Provided passage =

Deepen ties with seaside nations to reap benefits of Bay of Bengal: experts

As the world economy shifts towards the Bay of Bengal, Bangladesh should play a role in deepening ties among seaside countries to harness the potential of marine resources instead of coming across confrontations that destabilise the region, foreign relations experts said today.

Experts say the Covid-19 pandemic has proved again that all countries are dependent on each other–in production and supply chain – something that requires higher level of collaboration.

The observations came at a webinar titled “Increasing political, ecological, economic and regional importance of the Bay of Bengal for Bangladesh in the post-Covid-19 world” organised by the Bay of Bengal Institute Project of Independent University of Bangladesh (IUB), International Centre for Climate Change and Development (ICCCAD) and Bangladesh Institute of Maritime Research and Development (BIMRAD).

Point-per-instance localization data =

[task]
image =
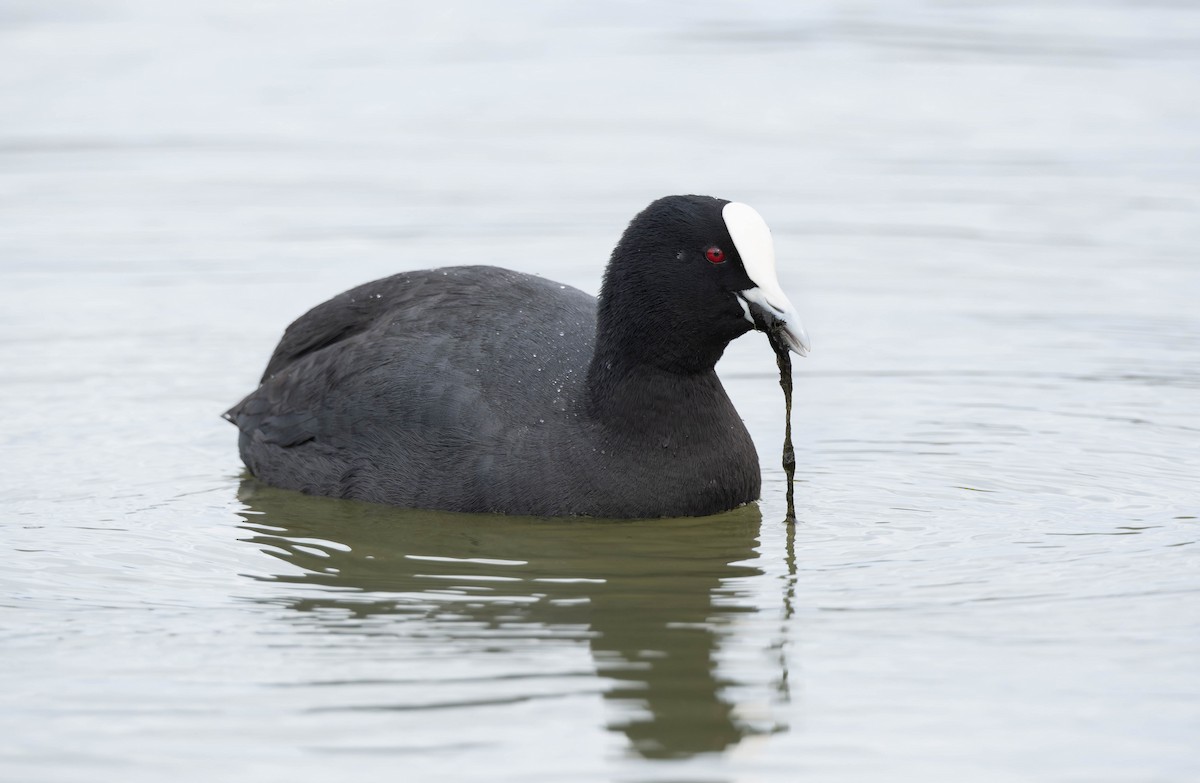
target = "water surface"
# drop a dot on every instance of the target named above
(985, 213)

Problem statement =
Reproduce the portion of the article on the Bay of Bengal starting with "Experts say the" and going on through "level of collaboration.". The listing is not required for what comes next.

Result of this task =
Experts say the Covid-19 pandemic has proved again that all countries are dependent on each other–in production and supply chain – something that requires higher level of collaboration.